Provided data:
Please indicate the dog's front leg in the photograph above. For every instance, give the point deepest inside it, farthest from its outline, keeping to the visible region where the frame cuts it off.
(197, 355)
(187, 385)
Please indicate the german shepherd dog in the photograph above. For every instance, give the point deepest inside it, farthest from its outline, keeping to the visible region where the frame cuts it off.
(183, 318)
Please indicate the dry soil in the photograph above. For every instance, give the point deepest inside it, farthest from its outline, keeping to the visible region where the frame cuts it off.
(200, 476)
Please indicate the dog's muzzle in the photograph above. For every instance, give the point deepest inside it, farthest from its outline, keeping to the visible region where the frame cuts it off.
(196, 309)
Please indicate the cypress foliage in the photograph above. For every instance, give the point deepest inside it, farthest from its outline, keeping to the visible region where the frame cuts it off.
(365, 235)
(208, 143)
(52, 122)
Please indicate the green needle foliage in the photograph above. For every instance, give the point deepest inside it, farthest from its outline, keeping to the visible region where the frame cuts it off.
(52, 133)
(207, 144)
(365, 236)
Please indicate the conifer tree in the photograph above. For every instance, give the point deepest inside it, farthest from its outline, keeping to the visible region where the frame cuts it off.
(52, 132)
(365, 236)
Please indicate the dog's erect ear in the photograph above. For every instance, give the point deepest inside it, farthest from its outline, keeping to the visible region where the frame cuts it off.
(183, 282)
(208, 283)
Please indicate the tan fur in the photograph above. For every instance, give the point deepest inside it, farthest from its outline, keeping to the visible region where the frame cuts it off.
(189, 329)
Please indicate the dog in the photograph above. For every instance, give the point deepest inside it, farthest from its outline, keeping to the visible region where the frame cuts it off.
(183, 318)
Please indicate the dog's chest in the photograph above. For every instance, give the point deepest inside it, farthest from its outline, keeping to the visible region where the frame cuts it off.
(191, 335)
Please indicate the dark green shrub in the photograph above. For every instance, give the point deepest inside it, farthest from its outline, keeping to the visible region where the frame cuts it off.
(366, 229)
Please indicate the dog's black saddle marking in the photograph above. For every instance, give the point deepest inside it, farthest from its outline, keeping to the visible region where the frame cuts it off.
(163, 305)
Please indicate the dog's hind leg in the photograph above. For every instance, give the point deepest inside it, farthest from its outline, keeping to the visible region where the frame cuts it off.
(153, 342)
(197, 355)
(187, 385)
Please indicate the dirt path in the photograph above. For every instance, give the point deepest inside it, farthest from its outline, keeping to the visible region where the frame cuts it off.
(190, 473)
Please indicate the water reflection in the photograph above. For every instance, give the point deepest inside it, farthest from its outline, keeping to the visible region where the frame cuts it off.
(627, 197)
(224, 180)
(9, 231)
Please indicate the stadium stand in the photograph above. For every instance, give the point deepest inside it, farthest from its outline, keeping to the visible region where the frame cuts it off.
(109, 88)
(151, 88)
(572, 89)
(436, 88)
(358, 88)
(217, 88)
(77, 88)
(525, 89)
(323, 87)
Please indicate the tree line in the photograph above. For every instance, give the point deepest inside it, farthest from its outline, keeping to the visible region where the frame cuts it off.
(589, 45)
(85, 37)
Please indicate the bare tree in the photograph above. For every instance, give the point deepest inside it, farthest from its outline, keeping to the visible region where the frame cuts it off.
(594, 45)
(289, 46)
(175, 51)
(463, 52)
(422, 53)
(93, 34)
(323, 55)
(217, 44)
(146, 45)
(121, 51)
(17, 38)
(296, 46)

Task to carry out: Output the listing once more. Leave each word as it stands.

Answer box:
Please indicate the dog's front leg in the photograph above. For every instance, give the point deepest inside it, farthest from its outline, keeping to the visible region where the frame cuts it off.
(197, 355)
(187, 385)
Please indicate the german shepherd dog in the photograph above. For every instance, give the point deepest inside it, farthest from its outline, keeping to the visible region where the frame cuts it off.
(183, 318)
Please indicate the dry soil in the photograph above. For every instance, give the point deepest inside it, farthest from its outline, keeping to the visible region where the frame cuts it off.
(200, 476)
Please indicate the dog's muzzle in the photograph above. For every instance, give the point deepest inside it, farthest from its outline, keeping to the visible region where the frame cuts it off.
(196, 309)
Please indicate the cypress foliage in the photograph above. For every instance, give the point deepest inside it, farthest from its outline, keeping to the visible region where the frame cuts it off.
(365, 235)
(208, 143)
(52, 122)
Please indicate the green needle foliage in the photograph above. For every instance, give the point deepest inside it, farthest from its outline, keeping to the visible region where the frame cuts it off.
(52, 133)
(207, 144)
(365, 236)
Please indicate the conifer tree in the photograph above. For every instance, give the point deepest inside it, farthest from its outline, keeping to the visible region where the frame cuts it off.
(52, 132)
(365, 236)
Please indicate the dog's erect ear in the photograph above. For every instance, give the point deepest inside it, farthest from its outline, keeping to the visible region where the frame cuts it off.
(183, 282)
(208, 283)
Please indicate the tan fur in the photograph above. For every instance, give the point deepest inside it, farthest from its outline, keeping to the visible region where the frame cuts it off.
(189, 329)
Please indicate the dog in the photograph above. For every instance, give the point deepest inside it, farthest from its outline, keeping to the visible region where the frame cuts it off.
(183, 318)
Please indicate the dog's chest in the photograph above. For every instance, give the point deepest inside it, farthest from its outline, keeping to the visible region where the frame cuts it off.
(191, 335)
Please indicate the dark green shrub in the photograph above. For every instance, give the point deepest inside it, farthest from its outline, keeping to the visible region where the frame cuts it off.
(366, 229)
Please indicate the dog's black saddle marking in the photograph above. For every instance, give the point deepest inside it, farthest from its outline, keeping to the visible region where the frame cuts it off.
(163, 305)
Please indicate the dog's hind leg in the photograph above. For every instance, give the point deepest inside it, farthest from its outline, keeping to the visible region where the frame cuts it off.
(153, 342)
(197, 355)
(187, 385)
Please indicate the dirt path in the photograph above. For every instance, give the point deepest inside it, farthest from its outline, keeping to the visible region where the frame cuts it off.
(190, 473)
Please indicate the water reflection in the photograph above. For every instance, give the point deepest inside it, farthest from its outline, keeping to the visible region where the frame cuts it off.
(627, 197)
(224, 180)
(9, 231)
Please indicate the stadium stand in the photograph above. For every instance, give the point deepest inside it, farthest from its outline, keeping to the visible region where the frame cuts it off.
(109, 88)
(151, 88)
(572, 89)
(436, 88)
(358, 88)
(217, 88)
(77, 88)
(525, 89)
(323, 87)
Please indicate the tree line in the photograph above. For every instance, give the point deepest inside it, farthest from its outline, keeping to the visible region where the frame cuts it off.
(589, 45)
(85, 37)
Please indicate the bare tree in the photograph above. For every instance, give the point deepest inside it, farthest from its outline, keeping to the visible region where the frame cuts it off.
(594, 45)
(289, 46)
(175, 51)
(463, 52)
(422, 53)
(93, 34)
(323, 55)
(217, 44)
(146, 45)
(121, 51)
(17, 38)
(296, 46)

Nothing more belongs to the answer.